→ **EXERCISE REQUIREMENTS**
Return the entries in full, exactly as they were written.

Natural-language object grounding data

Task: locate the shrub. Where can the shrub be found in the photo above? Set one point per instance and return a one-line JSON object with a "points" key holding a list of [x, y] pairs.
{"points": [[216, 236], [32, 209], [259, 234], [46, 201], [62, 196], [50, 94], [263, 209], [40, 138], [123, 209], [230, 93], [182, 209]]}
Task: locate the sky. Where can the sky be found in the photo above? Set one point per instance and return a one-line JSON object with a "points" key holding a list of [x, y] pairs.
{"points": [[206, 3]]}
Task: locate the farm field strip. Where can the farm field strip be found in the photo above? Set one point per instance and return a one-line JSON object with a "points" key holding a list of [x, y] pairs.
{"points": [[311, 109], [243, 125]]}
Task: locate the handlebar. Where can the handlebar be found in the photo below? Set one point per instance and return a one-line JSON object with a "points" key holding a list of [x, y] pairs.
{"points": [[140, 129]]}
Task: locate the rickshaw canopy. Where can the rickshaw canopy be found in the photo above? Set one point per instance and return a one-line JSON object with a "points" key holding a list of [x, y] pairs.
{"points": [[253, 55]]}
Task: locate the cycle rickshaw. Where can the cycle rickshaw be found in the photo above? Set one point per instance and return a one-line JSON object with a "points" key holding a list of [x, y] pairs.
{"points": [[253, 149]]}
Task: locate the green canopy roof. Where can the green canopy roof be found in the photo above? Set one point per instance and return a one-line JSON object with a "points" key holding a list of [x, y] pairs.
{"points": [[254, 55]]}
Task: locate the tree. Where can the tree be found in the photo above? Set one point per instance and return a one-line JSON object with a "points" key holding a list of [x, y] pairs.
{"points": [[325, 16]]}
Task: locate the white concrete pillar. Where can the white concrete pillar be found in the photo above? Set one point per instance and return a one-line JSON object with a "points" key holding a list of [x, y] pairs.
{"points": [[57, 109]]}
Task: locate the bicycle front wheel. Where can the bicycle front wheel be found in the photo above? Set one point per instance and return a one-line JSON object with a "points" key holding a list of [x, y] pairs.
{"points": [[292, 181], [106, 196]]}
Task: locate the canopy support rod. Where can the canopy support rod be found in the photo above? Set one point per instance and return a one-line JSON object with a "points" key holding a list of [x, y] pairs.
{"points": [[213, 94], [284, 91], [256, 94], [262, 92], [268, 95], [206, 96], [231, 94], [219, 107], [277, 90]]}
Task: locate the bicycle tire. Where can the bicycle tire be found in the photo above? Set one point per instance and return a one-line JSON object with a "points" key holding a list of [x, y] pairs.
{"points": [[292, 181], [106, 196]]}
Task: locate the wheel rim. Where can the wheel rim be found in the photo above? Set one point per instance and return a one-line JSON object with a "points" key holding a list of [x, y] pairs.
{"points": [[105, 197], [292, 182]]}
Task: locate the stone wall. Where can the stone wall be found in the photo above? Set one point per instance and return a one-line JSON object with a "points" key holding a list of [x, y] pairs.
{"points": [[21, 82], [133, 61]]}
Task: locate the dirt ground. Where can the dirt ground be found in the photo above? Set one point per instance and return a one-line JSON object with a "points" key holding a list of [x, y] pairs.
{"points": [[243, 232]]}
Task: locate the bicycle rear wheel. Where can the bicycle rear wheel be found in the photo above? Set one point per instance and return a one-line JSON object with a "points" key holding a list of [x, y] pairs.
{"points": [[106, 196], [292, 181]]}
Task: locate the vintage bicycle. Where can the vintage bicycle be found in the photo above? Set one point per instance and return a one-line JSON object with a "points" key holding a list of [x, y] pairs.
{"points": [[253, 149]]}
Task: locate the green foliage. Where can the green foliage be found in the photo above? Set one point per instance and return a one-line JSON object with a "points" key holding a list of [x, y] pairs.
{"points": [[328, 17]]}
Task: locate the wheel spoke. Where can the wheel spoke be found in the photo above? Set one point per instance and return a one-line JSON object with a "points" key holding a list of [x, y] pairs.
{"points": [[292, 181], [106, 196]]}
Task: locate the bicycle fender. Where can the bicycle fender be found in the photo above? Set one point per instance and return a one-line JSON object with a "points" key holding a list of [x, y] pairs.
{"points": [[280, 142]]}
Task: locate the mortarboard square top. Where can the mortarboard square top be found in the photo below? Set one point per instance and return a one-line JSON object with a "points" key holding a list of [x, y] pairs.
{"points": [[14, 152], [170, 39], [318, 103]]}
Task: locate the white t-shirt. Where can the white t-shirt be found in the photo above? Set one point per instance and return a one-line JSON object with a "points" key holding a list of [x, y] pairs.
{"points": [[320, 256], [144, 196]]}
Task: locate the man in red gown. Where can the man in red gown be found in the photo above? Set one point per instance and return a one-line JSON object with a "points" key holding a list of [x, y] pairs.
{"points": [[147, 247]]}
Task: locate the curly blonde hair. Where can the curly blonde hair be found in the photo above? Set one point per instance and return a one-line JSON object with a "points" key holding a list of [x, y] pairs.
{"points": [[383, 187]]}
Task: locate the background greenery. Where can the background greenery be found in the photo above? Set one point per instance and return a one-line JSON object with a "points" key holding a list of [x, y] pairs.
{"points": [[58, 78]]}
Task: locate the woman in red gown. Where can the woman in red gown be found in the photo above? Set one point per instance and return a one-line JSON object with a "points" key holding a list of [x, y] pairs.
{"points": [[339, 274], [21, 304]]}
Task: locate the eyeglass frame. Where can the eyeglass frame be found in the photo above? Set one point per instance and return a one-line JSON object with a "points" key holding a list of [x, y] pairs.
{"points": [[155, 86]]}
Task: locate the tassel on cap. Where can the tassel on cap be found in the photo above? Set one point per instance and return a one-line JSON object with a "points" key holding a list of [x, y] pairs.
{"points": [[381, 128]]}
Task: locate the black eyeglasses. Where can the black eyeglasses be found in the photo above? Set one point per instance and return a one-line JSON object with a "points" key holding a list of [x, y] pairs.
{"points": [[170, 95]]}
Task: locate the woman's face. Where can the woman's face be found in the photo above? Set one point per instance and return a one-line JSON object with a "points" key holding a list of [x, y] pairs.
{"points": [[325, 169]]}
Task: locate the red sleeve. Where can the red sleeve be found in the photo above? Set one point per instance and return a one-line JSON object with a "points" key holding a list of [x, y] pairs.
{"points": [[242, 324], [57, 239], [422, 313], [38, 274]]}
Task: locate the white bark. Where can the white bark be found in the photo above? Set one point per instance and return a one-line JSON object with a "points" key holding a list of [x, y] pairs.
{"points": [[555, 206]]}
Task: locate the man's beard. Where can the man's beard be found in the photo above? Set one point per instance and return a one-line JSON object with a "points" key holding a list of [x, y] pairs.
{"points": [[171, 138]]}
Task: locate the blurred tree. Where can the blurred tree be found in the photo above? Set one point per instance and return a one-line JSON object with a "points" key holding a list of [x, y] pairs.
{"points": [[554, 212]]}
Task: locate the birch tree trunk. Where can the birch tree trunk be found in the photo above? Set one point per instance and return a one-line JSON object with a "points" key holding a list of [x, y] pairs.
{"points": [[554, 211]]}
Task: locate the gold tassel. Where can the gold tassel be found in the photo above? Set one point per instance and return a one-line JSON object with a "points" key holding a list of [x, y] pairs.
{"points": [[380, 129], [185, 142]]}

→ **TASK RESPONSE**
Task: locate the shrub. Where can the shrub be found in the photo above? Set one point per instance and return a one-line JSON object with a "points" key holding a list of [x, y] pairs.
{"points": [[216, 236], [32, 209], [259, 234], [46, 201], [62, 196], [50, 94], [263, 209], [40, 138], [123, 209], [230, 93], [182, 209]]}
Task: locate the sky. Where can the sky be found in the photo above? Set one point per instance and return a one-line JSON object with a "points" key holding a list of [x, y] pairs.
{"points": [[206, 3]]}
Task: locate the farm field strip. Where can the farm field strip be found in the photo above? Set one point per instance and return a one-line JSON object with a "points" key holding a list of [x, y] pairs.
{"points": [[311, 109], [243, 125]]}
Task: locate the handlebar. Where can the handlebar be found in the photo below? Set one point per instance and return a one-line JSON object with a "points" key holding a list of [x, y] pairs.
{"points": [[140, 129]]}
Task: locate the rickshaw canopy. Where can the rickshaw canopy be found in the photo above? Set one point per instance and return a one-line JSON object with a "points" key holding a list of [x, y] pairs.
{"points": [[253, 55]]}
Task: locate the cycle rickshaw. Where can the cycle rickshaw be found in the photo above? Set one point per instance and return a one-line JSON object with a "points" key holding a list of [x, y] pairs.
{"points": [[253, 149]]}
Task: locate the green canopy roof. Where can the green canopy roof be found in the photo above? Set one point per instance and return a one-line JSON object with a "points" key holding a list of [x, y] pairs.
{"points": [[254, 55]]}
Task: locate the tree. Where can the tree be found in the photo above? Set one point per instance and return a one-line JSON object with a "points" key holding a list of [x, y] pairs.
{"points": [[325, 16]]}
Task: locate the white concrete pillar. Where can the white concrete pillar be found in the photo above? Set one point per instance and return a one-line JSON object with a "points" key holding a list of [x, y] pairs.
{"points": [[57, 109]]}
Task: locate the bicycle front wheel. Where can the bicycle front wheel be found in the photo above? Set one point per instance and return a one-line JSON object with a "points" key holding a list of [x, y] pairs.
{"points": [[292, 181], [106, 196]]}
Task: locate the canopy support rod. Where can the canopy support rod be found in the photo above? Set one point per instance and return a one-line JSON object with a "points" key holding a list of [x, y] pairs.
{"points": [[213, 94], [284, 91], [256, 94], [262, 92], [268, 95], [206, 96], [231, 94], [219, 107], [277, 90]]}
Task: locate the bicycle tire. Where can the bicycle tire be found in the photo above? Set one point per instance and return a one-line JSON object with a "points" key holding a list of [x, y] pairs.
{"points": [[292, 181], [106, 196]]}
Task: locate the wheel rim. Where can the wheel rim be found in the photo above? Set one point per instance and return a one-line JSON object with a "points" key holding a list of [x, y] pairs.
{"points": [[105, 197], [292, 182]]}
Task: locate the stone wall. Where can the stone wall be found in the photo above? Set one point per instance and return a one-line JSON object with a "points" key holding a list of [x, y] pairs.
{"points": [[21, 82], [133, 61]]}
Task: locate the dirt ground. Where can the dirt ground be found in the photo above? Set one point per instance and return a one-line JSON object with a "points" key holding a list of [x, y] pairs.
{"points": [[243, 232]]}
Task: locate the bicycle rear wheel. Where can the bicycle rear wheel be found in the photo above? Set one point per instance and return a one-line JSON object with a "points" key holding a list of [x, y] pairs.
{"points": [[106, 196], [292, 181]]}
Task: locate the vintage bicycle. Where can the vintage bicycle be found in the photo above? Set one point per instance and return a one-line JSON object with a "points" key holding a list of [x, y] pairs.
{"points": [[253, 149]]}
Task: locate the green foliage. Where can the green foliage be found in the photo above? Set one point per instance and return a one-line JSON object with a "points" key holding a list of [x, y] pairs.
{"points": [[328, 17]]}
Task: locate the wheel spoke. Where can the wheel spoke be found in the photo above? Set one point per instance and return a one-line JSON object with a "points" key holding a list of [x, y] pairs.
{"points": [[292, 181], [106, 196]]}
Task: locate the bicycle fender. Where can the bicycle fender be found in the photo above? Set one point per instance and return a one-line JSON object with a "points" key holding a list of [x, y] pairs.
{"points": [[280, 142]]}
Task: locate the mortarboard square top. Where can the mortarboard square top be found in the photo below? Set one point per instance and return a one-line JSON object with a "points" key holding a list of [x, y] pairs.
{"points": [[14, 152], [170, 39], [318, 103]]}
Task: locate the white t-shirt. Where can the white t-shirt be found in the photo above? Set one point per instance and return a one-line JSON object with a "points" key holding a list of [x, y] pairs.
{"points": [[320, 256], [144, 196]]}
Task: locate the man in red gown. Where can the man in red gown be found in the photo above? Set one point per instance and return a one-line JSON object with a "points" key holding a list of [x, y] pairs.
{"points": [[147, 247]]}
Task: locate the curly blonde hair. Where can the curly blonde hair be found in the photo above? Set one point per instance and return a one-line JSON object with a "points" key holding a list of [x, y] pairs.
{"points": [[383, 187]]}
Task: locate the background greenery. Where can the background greenery be found in the photo above? Set one point per instance and return a one-line JSON object with a "points" key holding a list of [x, y] pairs.
{"points": [[58, 78]]}
Task: locate the woman in red gown. Where can the woman in red gown be found in the photo above? Set one point per instance and return a one-line JSON object with a "points" key holding a list of [x, y] pairs.
{"points": [[339, 274], [21, 304]]}
Task: locate the eyeglass frame. Where can the eyeglass frame be found in the photo above? Set one point per instance and return a one-line JSON object with a "points" key holding a list of [x, y] pairs.
{"points": [[155, 86]]}
Task: locate the tassel on cap. Where can the tassel on cap be found in the photo above? Set one point per instance and return a one-line JSON object with a "points" key holding a list of [x, y] pairs.
{"points": [[381, 128]]}
Task: locate the black eyeglasses. Where can the black eyeglasses be found in the photo above? Set one point per instance and return a one-line JSON object with a "points" key holding a list of [x, y] pairs.
{"points": [[170, 95]]}
Task: locate the woman's face. Where can the woman's face be found in the photo above? Set one point per instance and return a one-line JSON object with a "points" key holding a list of [x, y] pairs.
{"points": [[325, 169]]}
Task: locate the red sleeve. Where can the red sleeve be found in the photo above? Set one point per instance and return a one-line JSON object with a "points" key holding a list of [x, y] pairs.
{"points": [[242, 324], [57, 239], [422, 313], [38, 274]]}
Task: locate the white bark. Where can the white bark be found in the photo above? Set one point per instance and return a one-line JSON object with a "points" key holding a list of [x, y] pairs.
{"points": [[555, 206]]}
Task: locate the man's beard. Where can the man's beard be found in the photo above? Set one point per instance and return a one-line JSON object with a "points" key holding a list of [x, y] pairs.
{"points": [[171, 138]]}
Task: locate the blurred tree. Where can the blurred tree be found in the photo above? Set one point per instance and return a one-line JSON object with a "points" key holding a list of [x, y] pairs.
{"points": [[554, 212]]}
Task: locate the birch tree trunk. Where can the birch tree trunk be found in the photo above? Set one point per instance and return a one-line JSON object with a "points" key holding a list of [x, y] pairs.
{"points": [[554, 211]]}
Task: locate the gold tassel. Where can the gold tassel be found in the photo above? Set one point per instance and return a one-line JSON object with a "points" key holding a list of [x, y] pairs.
{"points": [[380, 129], [185, 142]]}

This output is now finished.